Problem to work on ▸ Take from the listing each line that has the string "court".

Input records ▸

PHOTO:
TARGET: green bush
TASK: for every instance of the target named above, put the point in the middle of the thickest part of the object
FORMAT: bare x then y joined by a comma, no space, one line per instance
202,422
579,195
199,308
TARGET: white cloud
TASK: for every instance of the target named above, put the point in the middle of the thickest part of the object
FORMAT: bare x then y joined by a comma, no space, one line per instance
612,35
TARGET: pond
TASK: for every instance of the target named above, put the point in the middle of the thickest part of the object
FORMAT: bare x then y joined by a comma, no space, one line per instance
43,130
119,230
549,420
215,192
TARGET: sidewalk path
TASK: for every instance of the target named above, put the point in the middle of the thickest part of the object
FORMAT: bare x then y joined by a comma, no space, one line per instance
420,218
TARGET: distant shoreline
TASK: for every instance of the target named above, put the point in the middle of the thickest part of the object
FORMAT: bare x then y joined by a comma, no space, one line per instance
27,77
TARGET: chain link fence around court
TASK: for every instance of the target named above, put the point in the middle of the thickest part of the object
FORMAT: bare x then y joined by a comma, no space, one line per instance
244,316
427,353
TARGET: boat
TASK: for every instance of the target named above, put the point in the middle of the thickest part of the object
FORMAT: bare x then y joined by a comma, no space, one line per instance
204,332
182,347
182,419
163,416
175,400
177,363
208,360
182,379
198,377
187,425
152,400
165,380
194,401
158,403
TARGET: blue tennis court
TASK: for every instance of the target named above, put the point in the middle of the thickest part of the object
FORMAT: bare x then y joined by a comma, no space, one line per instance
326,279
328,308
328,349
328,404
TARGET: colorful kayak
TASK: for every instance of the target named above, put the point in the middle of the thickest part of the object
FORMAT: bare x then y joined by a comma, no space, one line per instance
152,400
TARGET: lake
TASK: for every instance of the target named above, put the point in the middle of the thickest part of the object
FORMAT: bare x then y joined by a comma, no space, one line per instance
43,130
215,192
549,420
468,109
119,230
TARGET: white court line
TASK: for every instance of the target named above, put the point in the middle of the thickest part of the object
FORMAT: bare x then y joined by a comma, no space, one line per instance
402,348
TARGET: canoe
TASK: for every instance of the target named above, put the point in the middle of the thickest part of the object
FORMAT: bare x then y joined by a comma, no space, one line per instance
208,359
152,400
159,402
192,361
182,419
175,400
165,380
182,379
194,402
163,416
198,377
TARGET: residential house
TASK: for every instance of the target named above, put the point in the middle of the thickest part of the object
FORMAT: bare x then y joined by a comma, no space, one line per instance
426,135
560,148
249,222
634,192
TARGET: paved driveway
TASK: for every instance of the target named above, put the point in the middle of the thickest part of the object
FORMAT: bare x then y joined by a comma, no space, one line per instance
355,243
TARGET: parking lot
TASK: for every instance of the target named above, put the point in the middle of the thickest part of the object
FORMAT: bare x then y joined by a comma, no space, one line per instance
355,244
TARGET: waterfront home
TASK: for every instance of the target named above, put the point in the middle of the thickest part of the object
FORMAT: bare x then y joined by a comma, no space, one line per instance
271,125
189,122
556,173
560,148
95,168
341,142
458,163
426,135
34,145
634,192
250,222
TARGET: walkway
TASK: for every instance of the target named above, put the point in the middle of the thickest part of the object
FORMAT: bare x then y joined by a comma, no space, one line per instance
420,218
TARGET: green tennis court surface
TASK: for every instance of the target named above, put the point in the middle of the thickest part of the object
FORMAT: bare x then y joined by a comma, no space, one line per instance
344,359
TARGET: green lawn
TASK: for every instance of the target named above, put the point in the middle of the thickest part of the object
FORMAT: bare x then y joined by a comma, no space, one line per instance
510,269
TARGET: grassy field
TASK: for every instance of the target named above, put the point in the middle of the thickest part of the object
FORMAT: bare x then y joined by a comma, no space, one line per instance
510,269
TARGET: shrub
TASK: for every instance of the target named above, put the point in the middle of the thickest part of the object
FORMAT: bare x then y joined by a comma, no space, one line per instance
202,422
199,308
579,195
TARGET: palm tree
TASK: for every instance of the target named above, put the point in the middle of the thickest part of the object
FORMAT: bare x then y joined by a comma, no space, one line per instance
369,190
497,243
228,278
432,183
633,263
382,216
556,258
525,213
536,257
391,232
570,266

Reply to the task ▸
TARGET: chain link fence around court
TARGET: blue tennis court
TARGET: white court line
TARGET: green tennis court surface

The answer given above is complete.